**Domande**
a – Risponda in base al testo sugli avvocati:
(i) A quanto ammontava il reddito medio nel 2002?
(ii) In quale area, secondo i ricercatori del Censis, l'avvocato funziona ancora come ammortizzatore sociale?
(iii) Dove vanno i vecchi durante la pausa pranzo?
b – Secondo il testo sugli avvocati, perché prenotare i tavolini nel locale non è appannaggio di tutti? Lo spieghi in una o due frasi.
c – Prosegua il testo sugli avvocati a partire dall'ultima frase riportata.

**Blocco di testo**
Prenotare i tavolini nel locale, però, non è
appannaggio di tutti. Perché la categoria forense, in
complesso, sta peggiorando il proprio tenore di vita.
Le
prestigiose consulenze sono riservati a pochissimi,
la massa vive di infortunistica e cause civili da dividere con decine
di migliaia di colleghi. Soprattutto nel
Mezzogiorno l'avvocato,
chiosano i ricercatori del Censis in un report di qualche mese fa,
funziona
ancora come ammortizzatore sociale,
"un polmone d'assorbimento di disoccupati". Il reddito
medio era di 46 mila euro nel 2002 - fatturato dichiarato dalla Cassa
di previdenza - e in un lustro è rimasto praticamente
identico. "I salari sembrano un ottovolante, e seguono le curve
dell'età. Le enormi differenze si evidenziano plasticamente
durante la pausa pranzo", dice uno dei più grossi legali
italiani, "i giovani mangiano il panino o vanno in mensa, i
vecchi vanno al sushi bar".

**Dati forniti**
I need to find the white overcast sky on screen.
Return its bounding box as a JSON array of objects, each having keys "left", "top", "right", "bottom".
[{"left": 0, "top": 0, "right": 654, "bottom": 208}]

**Risposte scritte**
a –
(i) 46 mila euro.
(ii) Nel Mezzogiorno.
(iii) Al sushi bar.

b – Prenotare i tavolini non è appannaggio di tutti perché la categoria forense, nel complesso, sta peggiorando il proprio tenore di vita. Le prestigiose consulenze sono riservate a pochissimi, mentre la massa vive di infortunistica e cause civili da dividere con decine di migliaia di colleghi.

c –
In
ottima salute
Gli altri neo-ricchi che possono fare spallucce davanti alla
crescita zero sono coloro che hanno
fatto fortuna con la sanità privata.
Basta sfogliare i giornali economici: i protagonisti del business
delle cliniche hanno scalzato di fatto i signori (decaduti) del Real
Estate. Giampaolo
Angelucci,
titolare del Gruppo Tosinvest, non sembra però intenzionato a
ballare una sola stagione come Ricucci: insieme ai fratelli controlla
decine di cliniche e ospedali a Roma, in Lombardia e Puglia, e non
disdegna avventure mirate nel campo editoriale e in quello
finanziario. Proprietario di 'Libero' e del 'Riformista', ha da poco
tentato di comprare il pacchetto di maggioranza dell''Unità',
mentre la vendita della quota di Capitalia ha fruttato una
plusvalenza-monstre da 300 milioni di euro.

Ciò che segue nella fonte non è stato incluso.